• [TASK STATEMENT]:
Rescale the items below, starting at the line that contains "tag: cluster of pilings" and ending with the last item. Reproduce every line, requests included, but multiply each polygon coordinate in the answers by 1.4 and round to the nearest whole number, with halves rounded up.

## BEGIN SUPPLIED INFORMATION

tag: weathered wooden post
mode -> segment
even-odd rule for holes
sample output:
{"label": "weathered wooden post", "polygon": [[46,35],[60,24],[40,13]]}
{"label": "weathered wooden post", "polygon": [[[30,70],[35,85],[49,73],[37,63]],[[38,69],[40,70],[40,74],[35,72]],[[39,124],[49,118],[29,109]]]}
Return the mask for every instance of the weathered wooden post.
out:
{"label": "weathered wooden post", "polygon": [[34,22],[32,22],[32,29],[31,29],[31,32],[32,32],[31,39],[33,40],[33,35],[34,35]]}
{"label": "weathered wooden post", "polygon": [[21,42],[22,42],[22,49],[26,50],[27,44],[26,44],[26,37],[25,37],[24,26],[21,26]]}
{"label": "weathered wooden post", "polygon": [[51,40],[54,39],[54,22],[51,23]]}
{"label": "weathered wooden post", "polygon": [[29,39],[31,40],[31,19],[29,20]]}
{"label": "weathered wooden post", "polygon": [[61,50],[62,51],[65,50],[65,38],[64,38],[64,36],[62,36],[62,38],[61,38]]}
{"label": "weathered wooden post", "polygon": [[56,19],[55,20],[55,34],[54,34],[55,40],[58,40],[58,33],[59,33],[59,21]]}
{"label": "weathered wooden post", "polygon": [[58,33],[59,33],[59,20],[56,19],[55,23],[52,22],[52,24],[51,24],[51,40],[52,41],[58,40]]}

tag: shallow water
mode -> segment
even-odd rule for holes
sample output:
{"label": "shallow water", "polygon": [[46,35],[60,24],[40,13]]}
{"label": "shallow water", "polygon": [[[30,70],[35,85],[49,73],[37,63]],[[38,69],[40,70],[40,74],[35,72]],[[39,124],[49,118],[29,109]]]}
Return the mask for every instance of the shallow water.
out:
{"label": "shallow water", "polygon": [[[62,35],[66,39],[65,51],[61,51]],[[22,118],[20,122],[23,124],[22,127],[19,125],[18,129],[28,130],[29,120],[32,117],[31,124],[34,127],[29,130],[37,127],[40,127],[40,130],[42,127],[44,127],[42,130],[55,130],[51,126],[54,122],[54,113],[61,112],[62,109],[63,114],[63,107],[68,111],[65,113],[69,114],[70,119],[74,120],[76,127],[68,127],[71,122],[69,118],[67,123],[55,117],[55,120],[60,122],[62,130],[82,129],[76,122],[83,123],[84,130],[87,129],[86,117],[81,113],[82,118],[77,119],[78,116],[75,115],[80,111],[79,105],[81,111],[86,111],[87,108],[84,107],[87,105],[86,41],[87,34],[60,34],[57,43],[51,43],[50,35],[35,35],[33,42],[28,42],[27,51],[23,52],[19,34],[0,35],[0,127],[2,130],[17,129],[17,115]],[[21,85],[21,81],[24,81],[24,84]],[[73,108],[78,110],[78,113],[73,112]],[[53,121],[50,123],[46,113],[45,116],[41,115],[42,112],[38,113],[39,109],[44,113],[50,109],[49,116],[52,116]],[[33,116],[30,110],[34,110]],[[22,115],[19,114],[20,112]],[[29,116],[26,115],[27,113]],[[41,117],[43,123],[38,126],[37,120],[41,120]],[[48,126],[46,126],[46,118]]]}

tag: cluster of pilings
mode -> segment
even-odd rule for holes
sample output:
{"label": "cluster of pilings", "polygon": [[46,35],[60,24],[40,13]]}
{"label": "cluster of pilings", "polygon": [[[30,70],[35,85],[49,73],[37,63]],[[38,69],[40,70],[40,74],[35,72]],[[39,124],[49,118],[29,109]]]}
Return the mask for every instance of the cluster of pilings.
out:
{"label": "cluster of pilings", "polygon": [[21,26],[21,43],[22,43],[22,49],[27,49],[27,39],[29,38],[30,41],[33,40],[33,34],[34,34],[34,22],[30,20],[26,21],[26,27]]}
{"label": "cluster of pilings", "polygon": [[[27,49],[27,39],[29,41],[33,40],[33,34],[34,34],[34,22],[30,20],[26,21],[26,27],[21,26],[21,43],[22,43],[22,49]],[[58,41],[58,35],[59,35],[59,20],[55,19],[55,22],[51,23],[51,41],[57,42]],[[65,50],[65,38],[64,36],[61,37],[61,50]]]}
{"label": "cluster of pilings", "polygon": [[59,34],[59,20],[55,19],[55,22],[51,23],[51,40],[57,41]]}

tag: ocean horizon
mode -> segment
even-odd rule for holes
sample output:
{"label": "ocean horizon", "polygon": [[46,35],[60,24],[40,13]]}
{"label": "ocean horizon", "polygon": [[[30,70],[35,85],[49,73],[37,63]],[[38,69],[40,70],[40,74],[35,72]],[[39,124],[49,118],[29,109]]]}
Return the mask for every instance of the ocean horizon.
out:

## END SUPPLIED INFORMATION

• [RESULT OF THIS TASK]:
tag: cluster of pilings
mode -> segment
even-odd rule for holes
sample output:
{"label": "cluster of pilings", "polygon": [[46,35],[60,24],[40,13]]}
{"label": "cluster of pilings", "polygon": [[[30,70],[35,85],[49,73],[37,63]],[[38,69],[40,70],[40,74],[35,72]],[[39,124],[49,118],[29,109]]]}
Return the mask for every instance of the cluster of pilings.
out:
{"label": "cluster of pilings", "polygon": [[29,36],[29,60],[31,60],[31,69],[38,69],[38,55],[41,53],[42,57],[46,56],[46,48],[48,48],[48,31],[42,28],[36,29],[36,38]]}
{"label": "cluster of pilings", "polygon": [[[38,69],[38,55],[41,57],[46,56],[46,48],[48,48],[48,31],[42,28],[36,29],[36,38],[29,36],[29,60],[31,60],[31,69]],[[81,57],[81,49],[83,49],[83,28],[77,27],[77,31],[71,32],[71,57],[80,59]],[[91,70],[91,53],[90,50],[85,52],[85,70]]]}
{"label": "cluster of pilings", "polygon": [[83,48],[83,28],[77,27],[77,31],[71,32],[71,56],[80,57]]}

tag: ocean horizon
mode -> segment
even-odd rule for holes
sample output:
{"label": "ocean horizon", "polygon": [[46,35],[60,24],[40,13]]}
{"label": "ocean horizon", "polygon": [[[30,70],[35,85],[49,73],[37,63]],[[38,69],[40,70],[40,74],[35,72]],[[39,124],[49,118],[29,109]]]}
Return the mask for every instance of the ocean horizon.
out:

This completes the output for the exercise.